──────── Record excerpts

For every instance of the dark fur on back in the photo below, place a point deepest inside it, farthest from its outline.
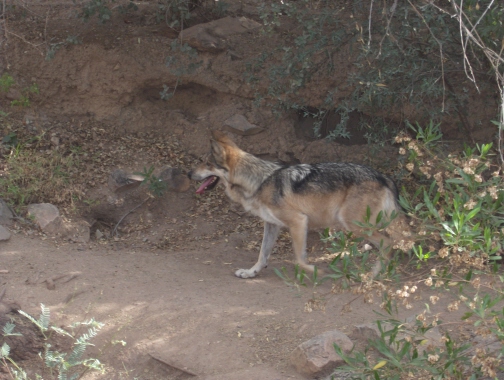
(324, 178)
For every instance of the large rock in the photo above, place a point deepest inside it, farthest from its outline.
(47, 217)
(211, 36)
(5, 213)
(317, 355)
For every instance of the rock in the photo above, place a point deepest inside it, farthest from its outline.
(211, 36)
(317, 355)
(175, 180)
(6, 214)
(47, 217)
(240, 125)
(78, 232)
(4, 234)
(119, 180)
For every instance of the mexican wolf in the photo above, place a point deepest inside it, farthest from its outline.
(302, 197)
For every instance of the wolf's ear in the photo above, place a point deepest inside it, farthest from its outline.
(222, 138)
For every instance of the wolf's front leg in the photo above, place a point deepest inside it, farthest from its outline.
(271, 232)
(298, 229)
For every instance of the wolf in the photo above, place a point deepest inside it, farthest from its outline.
(302, 197)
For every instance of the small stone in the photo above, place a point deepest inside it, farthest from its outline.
(119, 180)
(240, 125)
(46, 216)
(318, 355)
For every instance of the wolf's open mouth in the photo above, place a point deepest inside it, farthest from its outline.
(208, 184)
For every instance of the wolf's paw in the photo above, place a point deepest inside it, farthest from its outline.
(246, 273)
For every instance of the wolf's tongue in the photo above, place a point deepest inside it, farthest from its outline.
(207, 182)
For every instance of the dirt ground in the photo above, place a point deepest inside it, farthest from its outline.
(164, 285)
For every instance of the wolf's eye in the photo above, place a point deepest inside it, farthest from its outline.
(220, 167)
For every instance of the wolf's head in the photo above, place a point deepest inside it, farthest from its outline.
(220, 165)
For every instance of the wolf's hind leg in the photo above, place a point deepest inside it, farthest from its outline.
(271, 232)
(298, 229)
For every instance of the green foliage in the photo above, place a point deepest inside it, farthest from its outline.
(156, 185)
(66, 365)
(42, 322)
(460, 200)
(6, 81)
(405, 57)
(33, 177)
(175, 13)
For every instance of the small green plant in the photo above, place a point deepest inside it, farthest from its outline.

────────────────

■ What you should do: Where the records above contain a line with "For every instance of the wolf's head", repeat that line and each later line through the end, exactly, and nothing more.

■ Result of the task:
For every instance of the wolf's head in the photo above, place a point deepest inside it, farthest from its outline.
(220, 165)
For every instance of the wolf's hind leg in the photo above, place a point deepest inside it, farthest from its outline.
(271, 232)
(298, 229)
For every instance of the green foliage in the photo above, place a point deepest inside it, farthest from its outline.
(156, 185)
(66, 365)
(42, 322)
(460, 200)
(6, 81)
(405, 57)
(33, 177)
(175, 13)
For every instance of the small green plant in the photo above, place a point deepest inside it, farthest from its outline.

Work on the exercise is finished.